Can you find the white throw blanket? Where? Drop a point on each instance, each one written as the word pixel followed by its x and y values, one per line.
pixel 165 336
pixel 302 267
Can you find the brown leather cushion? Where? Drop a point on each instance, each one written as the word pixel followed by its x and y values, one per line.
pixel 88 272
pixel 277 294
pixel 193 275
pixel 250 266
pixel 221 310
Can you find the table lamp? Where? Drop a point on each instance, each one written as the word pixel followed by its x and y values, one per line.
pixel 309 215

##############################

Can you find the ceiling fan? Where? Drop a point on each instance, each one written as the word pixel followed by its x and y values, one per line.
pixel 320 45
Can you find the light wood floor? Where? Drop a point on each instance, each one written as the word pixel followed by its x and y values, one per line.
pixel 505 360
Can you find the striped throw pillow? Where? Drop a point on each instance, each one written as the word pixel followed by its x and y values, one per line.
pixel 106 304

##############################

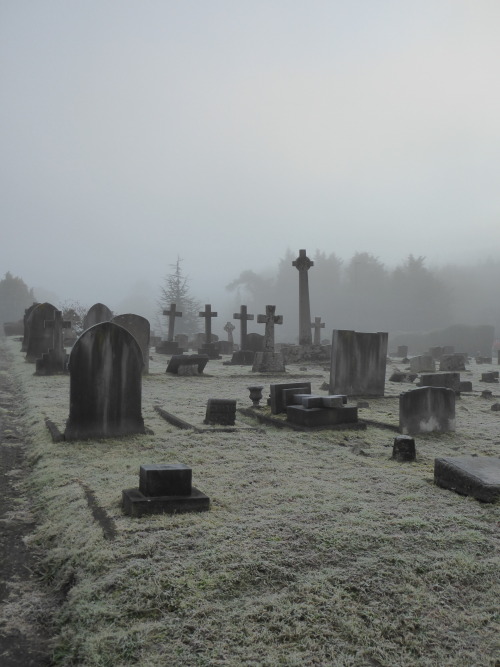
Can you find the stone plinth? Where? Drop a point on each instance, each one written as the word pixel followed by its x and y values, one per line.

##############################

- **Instructions for the task**
Lay out the data from the line containing "Can you find the light" through the line containing "pixel 505 360" as a numbered list, leaving out any blank lines.

- **Full solution**
1. Can you find the light wood floor? Where? Drop a point on each instance, each one written as the word pixel followed by its x and y values, one per line.
2. pixel 505 360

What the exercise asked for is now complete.